• Directive: Copy the records word for word, beginning at the very first line and stopping after the line that contains "[195,153,206,163]".

Object detection records

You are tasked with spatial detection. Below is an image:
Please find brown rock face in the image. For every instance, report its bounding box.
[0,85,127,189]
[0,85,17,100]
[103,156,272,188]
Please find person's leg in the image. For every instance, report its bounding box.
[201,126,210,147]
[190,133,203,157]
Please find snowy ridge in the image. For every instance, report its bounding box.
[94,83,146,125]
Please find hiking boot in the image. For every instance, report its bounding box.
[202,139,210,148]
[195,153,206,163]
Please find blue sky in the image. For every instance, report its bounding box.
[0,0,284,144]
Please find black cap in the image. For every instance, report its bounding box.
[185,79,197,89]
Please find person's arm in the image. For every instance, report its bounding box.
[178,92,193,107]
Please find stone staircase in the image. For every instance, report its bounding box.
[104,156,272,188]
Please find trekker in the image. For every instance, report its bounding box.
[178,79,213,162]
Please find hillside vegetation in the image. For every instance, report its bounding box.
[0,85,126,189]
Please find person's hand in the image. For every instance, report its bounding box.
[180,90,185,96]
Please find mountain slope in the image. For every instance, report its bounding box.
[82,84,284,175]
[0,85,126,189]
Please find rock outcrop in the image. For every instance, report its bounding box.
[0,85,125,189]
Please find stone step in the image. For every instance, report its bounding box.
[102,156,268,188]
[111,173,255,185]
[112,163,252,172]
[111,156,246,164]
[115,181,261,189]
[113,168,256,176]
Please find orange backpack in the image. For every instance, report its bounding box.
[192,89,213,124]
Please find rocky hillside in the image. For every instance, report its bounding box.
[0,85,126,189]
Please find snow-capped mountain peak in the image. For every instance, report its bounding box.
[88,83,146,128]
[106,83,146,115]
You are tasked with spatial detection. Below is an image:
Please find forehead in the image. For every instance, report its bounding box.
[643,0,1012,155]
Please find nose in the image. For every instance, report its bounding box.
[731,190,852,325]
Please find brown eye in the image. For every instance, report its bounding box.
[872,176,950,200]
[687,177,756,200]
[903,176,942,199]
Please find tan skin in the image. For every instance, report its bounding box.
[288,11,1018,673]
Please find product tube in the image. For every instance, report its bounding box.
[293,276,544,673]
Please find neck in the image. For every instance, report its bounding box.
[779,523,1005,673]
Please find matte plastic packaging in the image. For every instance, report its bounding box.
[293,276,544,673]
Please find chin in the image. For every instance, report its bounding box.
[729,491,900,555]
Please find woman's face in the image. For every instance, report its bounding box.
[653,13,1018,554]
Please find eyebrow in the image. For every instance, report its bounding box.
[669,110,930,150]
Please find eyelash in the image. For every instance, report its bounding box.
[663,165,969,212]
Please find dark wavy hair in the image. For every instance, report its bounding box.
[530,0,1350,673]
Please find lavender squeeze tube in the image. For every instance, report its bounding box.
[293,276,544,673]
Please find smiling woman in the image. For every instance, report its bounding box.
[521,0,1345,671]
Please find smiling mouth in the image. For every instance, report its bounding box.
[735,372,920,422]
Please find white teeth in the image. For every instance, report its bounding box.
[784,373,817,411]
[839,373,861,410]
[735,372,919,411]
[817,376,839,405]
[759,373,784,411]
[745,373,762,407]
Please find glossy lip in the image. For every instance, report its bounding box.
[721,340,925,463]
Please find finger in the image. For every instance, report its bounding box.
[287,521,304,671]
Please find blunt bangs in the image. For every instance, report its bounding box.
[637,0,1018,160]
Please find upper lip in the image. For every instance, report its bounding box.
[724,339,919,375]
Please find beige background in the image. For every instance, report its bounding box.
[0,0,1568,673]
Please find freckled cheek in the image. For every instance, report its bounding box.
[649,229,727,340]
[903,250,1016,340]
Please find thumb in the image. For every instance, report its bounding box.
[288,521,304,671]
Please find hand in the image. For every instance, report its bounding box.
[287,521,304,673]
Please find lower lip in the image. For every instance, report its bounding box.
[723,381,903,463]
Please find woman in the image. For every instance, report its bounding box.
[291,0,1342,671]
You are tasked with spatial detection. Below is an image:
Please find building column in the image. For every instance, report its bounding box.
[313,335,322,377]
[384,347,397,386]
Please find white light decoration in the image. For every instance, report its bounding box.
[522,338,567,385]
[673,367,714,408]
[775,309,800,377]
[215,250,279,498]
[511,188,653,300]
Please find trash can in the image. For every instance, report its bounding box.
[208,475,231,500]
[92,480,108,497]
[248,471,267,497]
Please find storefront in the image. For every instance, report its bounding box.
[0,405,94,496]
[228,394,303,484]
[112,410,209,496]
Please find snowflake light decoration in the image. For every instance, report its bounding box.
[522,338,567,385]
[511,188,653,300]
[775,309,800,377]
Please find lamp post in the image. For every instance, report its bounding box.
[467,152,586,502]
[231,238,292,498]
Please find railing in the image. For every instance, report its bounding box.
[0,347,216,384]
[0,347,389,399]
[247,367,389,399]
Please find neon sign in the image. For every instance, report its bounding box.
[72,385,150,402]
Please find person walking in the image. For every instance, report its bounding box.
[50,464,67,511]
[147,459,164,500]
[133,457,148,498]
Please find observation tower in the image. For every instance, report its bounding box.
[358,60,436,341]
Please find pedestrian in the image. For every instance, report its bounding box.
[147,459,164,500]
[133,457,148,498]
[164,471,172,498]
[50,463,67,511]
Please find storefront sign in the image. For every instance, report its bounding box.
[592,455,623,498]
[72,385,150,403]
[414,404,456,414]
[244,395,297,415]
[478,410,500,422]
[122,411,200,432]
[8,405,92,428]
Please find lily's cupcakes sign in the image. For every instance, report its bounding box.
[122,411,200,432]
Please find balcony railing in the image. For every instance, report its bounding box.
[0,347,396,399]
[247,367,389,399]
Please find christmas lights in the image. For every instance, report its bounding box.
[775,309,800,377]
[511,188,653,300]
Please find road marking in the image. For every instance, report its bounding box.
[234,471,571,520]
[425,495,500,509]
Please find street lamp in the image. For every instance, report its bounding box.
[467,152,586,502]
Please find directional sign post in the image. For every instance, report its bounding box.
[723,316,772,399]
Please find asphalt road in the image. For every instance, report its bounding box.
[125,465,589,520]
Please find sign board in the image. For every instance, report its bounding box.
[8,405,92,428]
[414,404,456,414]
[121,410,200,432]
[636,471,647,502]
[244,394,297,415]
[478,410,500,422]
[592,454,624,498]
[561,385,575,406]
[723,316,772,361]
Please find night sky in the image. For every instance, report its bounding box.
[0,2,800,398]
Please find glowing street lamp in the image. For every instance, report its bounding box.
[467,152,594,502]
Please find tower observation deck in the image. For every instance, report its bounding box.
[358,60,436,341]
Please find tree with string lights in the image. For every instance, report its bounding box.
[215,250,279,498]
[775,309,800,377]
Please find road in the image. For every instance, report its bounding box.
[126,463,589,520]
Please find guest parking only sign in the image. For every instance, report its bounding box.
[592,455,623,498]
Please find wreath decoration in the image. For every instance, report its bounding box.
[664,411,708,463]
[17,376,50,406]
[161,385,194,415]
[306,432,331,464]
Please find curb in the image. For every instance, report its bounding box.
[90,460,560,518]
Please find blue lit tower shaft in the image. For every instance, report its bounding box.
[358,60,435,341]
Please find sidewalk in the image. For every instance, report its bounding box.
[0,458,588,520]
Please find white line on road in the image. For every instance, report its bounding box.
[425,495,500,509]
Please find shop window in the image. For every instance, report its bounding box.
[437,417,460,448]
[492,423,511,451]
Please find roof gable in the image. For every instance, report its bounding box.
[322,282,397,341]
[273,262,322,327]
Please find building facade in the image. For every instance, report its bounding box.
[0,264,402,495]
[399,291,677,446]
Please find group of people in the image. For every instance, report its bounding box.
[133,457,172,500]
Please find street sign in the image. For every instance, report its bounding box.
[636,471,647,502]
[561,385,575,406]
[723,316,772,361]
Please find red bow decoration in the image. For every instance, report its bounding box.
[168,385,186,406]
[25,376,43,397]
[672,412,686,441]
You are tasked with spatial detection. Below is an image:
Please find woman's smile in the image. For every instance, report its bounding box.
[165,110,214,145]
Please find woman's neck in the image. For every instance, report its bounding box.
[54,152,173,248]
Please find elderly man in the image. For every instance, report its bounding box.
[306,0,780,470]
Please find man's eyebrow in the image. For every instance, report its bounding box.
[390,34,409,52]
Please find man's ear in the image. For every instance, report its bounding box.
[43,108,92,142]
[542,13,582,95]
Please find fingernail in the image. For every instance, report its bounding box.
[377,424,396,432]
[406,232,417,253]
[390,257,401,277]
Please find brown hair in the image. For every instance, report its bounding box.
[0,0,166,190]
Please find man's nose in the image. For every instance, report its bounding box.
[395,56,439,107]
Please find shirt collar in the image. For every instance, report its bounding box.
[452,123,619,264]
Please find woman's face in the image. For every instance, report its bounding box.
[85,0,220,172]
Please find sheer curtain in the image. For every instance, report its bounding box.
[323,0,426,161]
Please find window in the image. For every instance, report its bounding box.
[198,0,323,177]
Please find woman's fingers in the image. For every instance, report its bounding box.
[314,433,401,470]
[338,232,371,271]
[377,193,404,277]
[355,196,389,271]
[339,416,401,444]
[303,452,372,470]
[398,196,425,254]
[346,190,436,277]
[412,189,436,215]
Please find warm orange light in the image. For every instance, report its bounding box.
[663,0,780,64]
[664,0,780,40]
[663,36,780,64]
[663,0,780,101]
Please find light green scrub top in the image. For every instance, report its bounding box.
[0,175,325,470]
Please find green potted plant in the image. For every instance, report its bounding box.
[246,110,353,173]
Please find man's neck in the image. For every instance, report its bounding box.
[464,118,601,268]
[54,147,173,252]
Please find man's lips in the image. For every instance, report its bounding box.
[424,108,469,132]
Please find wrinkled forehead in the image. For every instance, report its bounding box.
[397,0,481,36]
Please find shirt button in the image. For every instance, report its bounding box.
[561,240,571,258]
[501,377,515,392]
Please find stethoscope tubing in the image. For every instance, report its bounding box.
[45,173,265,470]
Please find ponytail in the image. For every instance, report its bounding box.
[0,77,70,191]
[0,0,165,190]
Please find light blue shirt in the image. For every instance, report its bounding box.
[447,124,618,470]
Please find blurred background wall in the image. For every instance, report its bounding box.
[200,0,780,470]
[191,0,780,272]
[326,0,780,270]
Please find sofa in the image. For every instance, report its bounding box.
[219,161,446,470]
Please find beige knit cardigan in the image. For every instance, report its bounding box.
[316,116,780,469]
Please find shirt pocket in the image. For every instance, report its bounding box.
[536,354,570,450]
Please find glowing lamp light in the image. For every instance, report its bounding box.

• Complete response:
You are tasked with spatial detection. Below is an image:
Please find brown rock face in the image. For every instance, report its bounding box.
[0,85,127,189]
[0,85,17,100]
[103,156,272,188]
Please find person's leg in the image. For every instance, report its bounding box.
[201,126,210,147]
[190,133,203,157]
Please find snowy ridge in the image. For every instance, report its bounding box.
[94,83,146,125]
Please find hiking boot in the image. For every instance, report its bounding box.
[202,139,210,148]
[195,153,206,163]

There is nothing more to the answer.